» **WORK TO COMPLETE**:
1 - The text on diabetic neuropathy and balance names the kinds of nerves that the peripheral nervous system controls. List every kind it names.
2 - Translate this sentence from the text on diabetic neuropathy and balance into Spanish: "Excess sugar in the blood stream causes swollen nerves which in turn cause the tingling, prickling, and numbness in feet and hands."
3 - Resume the text on diabetic neuropathy and balance, starting after its last sentence.

*** Opening of SELECTED PASSAGE ***

Diabetic Neuropathy and Balance

Anyone with diabetes has the probability of contracting neuropathy in time. Excess sugar in the blood stream causes swollen nerves which in turn cause the tingling, prickling, and numbness in feet and hands. One type of neuropathy, peripheral neuropathy, results from damage to the peripheral nervous system which controls sensory, motor, and autonomic nerves. Peripheral neuropathy also affects balance, mobility, and causes many foot disorders.


The sensory nerves in the peripheral nervous system are responsible for perceiving sensations, like pressure or pain, and sending them to the brain for the response of muscle reactions. With neuropathy, the patient’s nerve is damaged so the brain never receives the sensations and the muscles never react. Patients experience numbness and tingling in the feet that can proceed up the leg. This lack of sensation can lead to difficulties in joint position and thus problems in coordination.


Damage to the motor nerves can also be caused by neuropathy. If the motor nerves of a patient’s legs were damaged, that person would experience trouble moving the limbs, which includes paralysis and lack of muscle control. Weakness in the legs can also happen. Patients may have trouble holding themselves up, and may fall.  Of the senses that may be affected, one is the “position sense” also called “proprioception”. In other words, a patient with neuropathy has trouble determining what position a leg, foot, hand, or arm is in thereby causing the balancing issues. The patient can damage the ankle joint without realizing it, sprain the ankle, and fall as a result of no “position sense”.

*** Close of SELECTED PASSAGE ***
*** Opening of RECORD EXCERPTS ***

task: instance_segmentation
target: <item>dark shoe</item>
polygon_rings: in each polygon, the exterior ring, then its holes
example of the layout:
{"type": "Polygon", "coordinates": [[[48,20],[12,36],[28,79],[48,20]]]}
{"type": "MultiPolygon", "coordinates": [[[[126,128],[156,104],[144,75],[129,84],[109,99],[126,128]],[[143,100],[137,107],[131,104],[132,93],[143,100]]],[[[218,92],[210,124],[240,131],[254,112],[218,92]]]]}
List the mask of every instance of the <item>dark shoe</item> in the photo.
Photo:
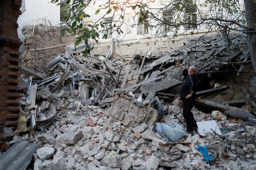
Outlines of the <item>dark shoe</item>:
{"type": "Polygon", "coordinates": [[[187,131],[187,133],[188,133],[189,134],[194,134],[194,131],[188,131],[188,130],[187,131]]]}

*** Close of RECORD EXCERPTS ***

» **EXERCISE ANSWERS**:
1 -
- sensory nerves
- motor nerves
- autonomic nerves

2 - El exceso de azúcar en el torrente sanguíneo provoca la inflamación de los nervios, lo que a su vez causa el hormigueo, los pinchazos y el entumecimiento en los pies y las manos.

3 -
Peripheral neuropathy caused by diabetes can cause balancing trouble due to a number of secondary foot problems like foot ulcerations, partial amputations, and trans-tibial amputations. These foot problems aggravate balance issues already caused by the damage to the motor and sensory nerves


Now that you know what damage can occur with neuropathy, we can make some suggestions about how you can help yourself improve balance, coordination, and other motor issues as a result from this condition. Exercise can greatly reduce the symptoms of neuropathy by strengthening weak muscles, increasing mobility in the affected parts, and improve balance. There are many exercise programs designed for neuropathy patients that will help reduce the symptoms and greatly improve mobility and balance. Check with your doctor for recommendations and always start gradually and work to increase time and endurance. Follow your doctor’s advice and exercise to help yourself gain a better quality of life from neuropathy.